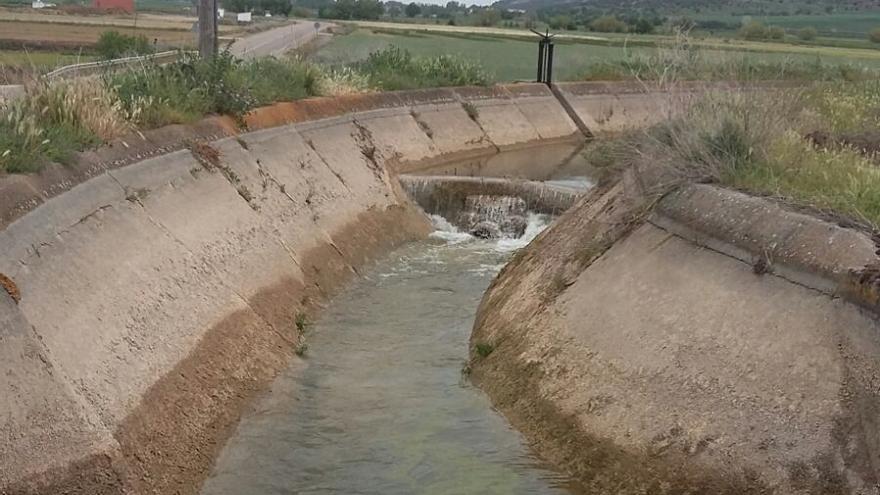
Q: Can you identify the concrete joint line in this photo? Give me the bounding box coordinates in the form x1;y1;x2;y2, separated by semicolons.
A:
453;93;501;153
303;139;354;194
646;216;841;299
550;83;595;139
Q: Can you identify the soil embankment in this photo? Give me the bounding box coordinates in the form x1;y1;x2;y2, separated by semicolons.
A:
472;166;880;494
0;85;583;495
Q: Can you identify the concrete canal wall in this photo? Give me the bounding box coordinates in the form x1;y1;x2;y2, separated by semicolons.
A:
0;85;583;495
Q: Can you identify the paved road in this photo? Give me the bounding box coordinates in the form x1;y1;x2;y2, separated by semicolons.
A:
230;21;333;58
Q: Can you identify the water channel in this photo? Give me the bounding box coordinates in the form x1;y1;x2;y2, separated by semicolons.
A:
202;214;584;495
········
→ TASK TO CARRY OUT: Rewrite everything from the line containing "Q: Can you identify the soil" down to the end of the records, requests included, and multiply each bounding box coordinate in the answers by 2.1, rounding to whole numbers with halves rounded up. Leave the requests and their format samples unchanged.

→ SOLUTION TO THIS EXERCISE:
Q: Can you identify the soil embankment in this photo? Give me the bounding box coordinates in the form x1;y1;x2;y2, separated by semicolons.
A:
991;349;1848;1037
0;179;1224;1040
Q: Can you identify the concrete canal wall in this photo? Give me the bounding box coordinates in the form x1;y1;x2;y2, separated by semicolons.
A:
0;179;1224;1040
Q: Can you identify the paved road in this photo? Give me the bounding box coordinates in the form x1;y1;x2;y2, separated by semicolons.
A:
483;44;699;122
Q: Can you identify the water channel in this photo? Give me the bounding box coordinates in the form x1;y1;x2;y2, separated by semicolons.
A:
424;449;1226;1040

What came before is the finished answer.